Problem details = Reproduce the full passage on preserving client confidentiality word for word, keeping every heading, paragraph number, and rule citation.

━━━ Given passage ━━━

Acting Competently to Preserve Confidentiality

[16] A lawyer must act competently to safeguard information relating to the representation of a client against inadvertent or unauthorized disclosure by the lawyer or other persons who are participating in the representation of the client or who are subject to the lawyer’s supervision. See Rules 1.1, 5.1, and 5.3.

[17] When transmitting a communication that includes information relating to the representation of a client, the lawyer must take reasonable precautions to prevent the information from coming into the hands of unintended recipients. This duty, however, does not require that the lawyer use special security measures if the method of communication affords a reasonable expectation of privacy. Special circumstances, however, may warrant special precautions. Factors to be considered in determining the reasonableness of the lawyer’s expectation of confidentiality include the sensitivity of the information and the extent to which the privacy of the communication is protected by law or by a confidentiality agreement. A client may require the lawyer to implement special security measures not required by this rule or may give informed consent to the use of a means of communication that would otherwise be prohibited by this rule.

Former Client

[18] The duty of confidentiality continues after the client-lawyer relationship has terminated. See Rule 1.9(c)(2). See Rule 1.9(c)(1) for the prohibition against using such information to the disadvantage of the former client.

Comparison to former Ohio Code of Professional Responsibility

Rule 1.6 replaces Canon 4 (A Lawyer Should Preserve the Confidences and Secrets of a Client), including DR 4-101 (Preservation of Confidences and Secrets of a Client) and ECs 4-1 to 4-6 of the Ohio Code of Professional Responsibility.

Rule 1.6(a) generally corresponds to DR 4-101(A) by protecting the confidences and secrets of a client under the rubric of “information relating to the representation.” To clarify that this includes privileged information, the rule is amended to add the phrase, “including information protected by the attorney-client privilege under applicable law.” Rule 1.6(a) also corresponds to DR 4-101(B) by prohibiting the lawyer from revealing such information. Use of client information is governed by Rule 1.8(b).

━━━ Given data ━━━

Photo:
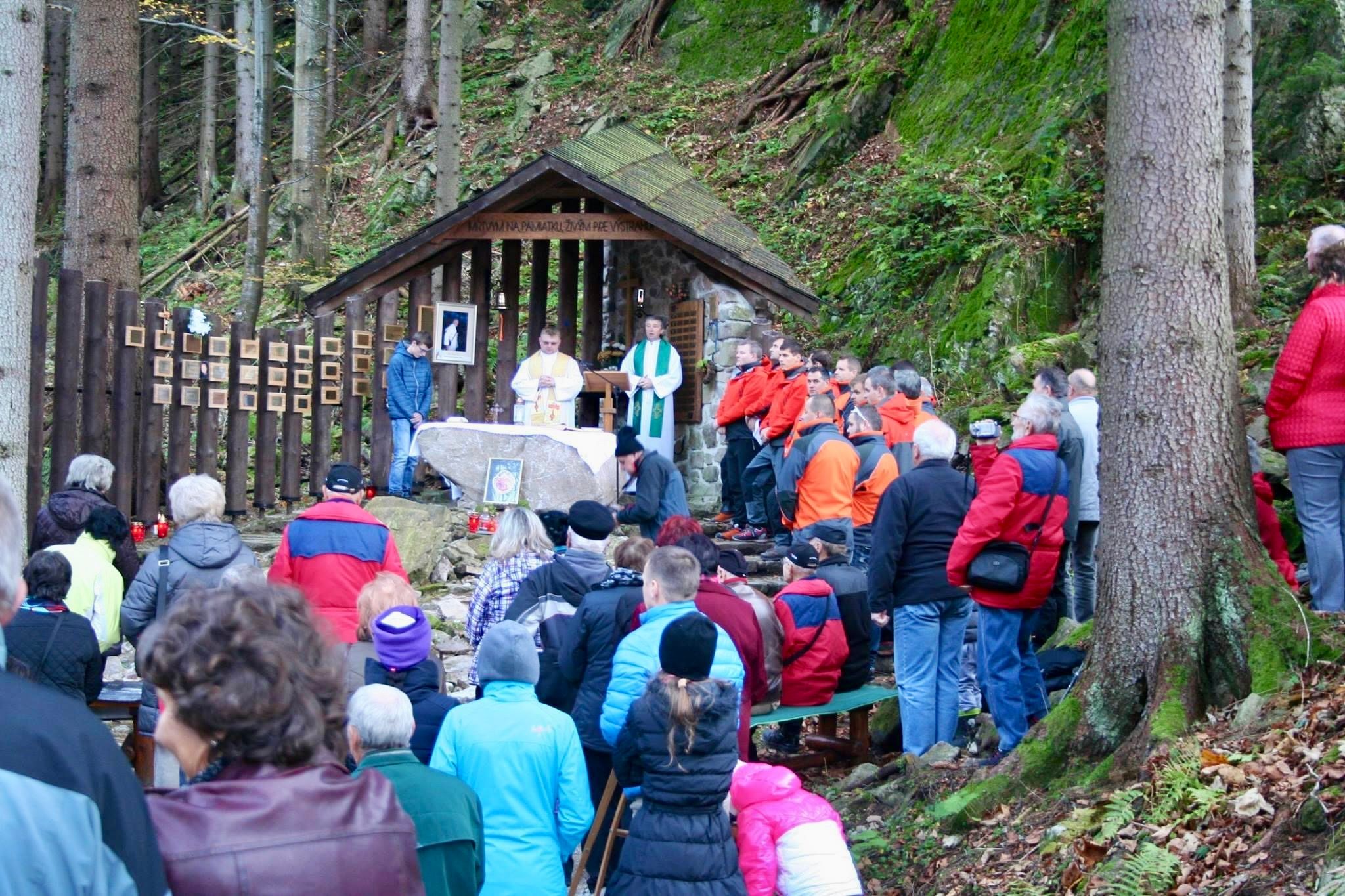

━━━

Result =
Acting Competently to Preserve Confidentiality

[16] A lawyer must act competently to safeguard information relating to the representation of a client against inadvertent or unauthorized disclosure by the lawyer or other persons who are participating in the representation of the client or who are subject to the lawyer’s supervision. See Rules 1.1, 5.1, and 5.3.

[17] When transmitting a communication that includes information relating to the representation of a client, the lawyer must take reasonable precautions to prevent the information from coming into the hands of unintended recipients. This duty, however, does not require that the lawyer use special security measures if the method of communication affords a reasonable expectation of privacy. Special circumstances, however, may warrant special precautions. Factors to be considered in determining the reasonableness of the lawyer’s expectation of confidentiality include the sensitivity of the information and the extent to which the privacy of the communication is protected by law or by a confidentiality agreement. A client may require the lawyer to implement special security measures not required by this rule or may give informed consent to the use of a means of communication that would otherwise be prohibited by this rule.

Former Client

[18] The duty of confidentiality continues after the client-lawyer relationship has terminated. See Rule 1.9(c)(2). See Rule 1.9(c)(1) for the prohibition against using such information to the disadvantage of the former client.

Comparison to former Ohio Code of Professional Responsibility

Rule 1.6 replaces Canon 4 (A Lawyer Should Preserve the Confidences and Secrets of a Client), including DR 4-101 (Preservation of Confidences and Secrets of a Client) and ECs 4-1 to 4-6 of the Ohio Code of Professional Responsibility.

Rule 1.6(a) generally corresponds to DR 4-101(A) by protecting the confidences and secrets of a client under the rubric of “information relating to the representation.” To clarify that this includes privileged information, the rule is amended to add the phrase, “including information protected by the attorney-client privilege under applicable law.” Rule 1.6(a) also corresponds to DR 4-101(B) by prohibiting the lawyer from revealing such information. Use of client information is governed by Rule 1.8(b).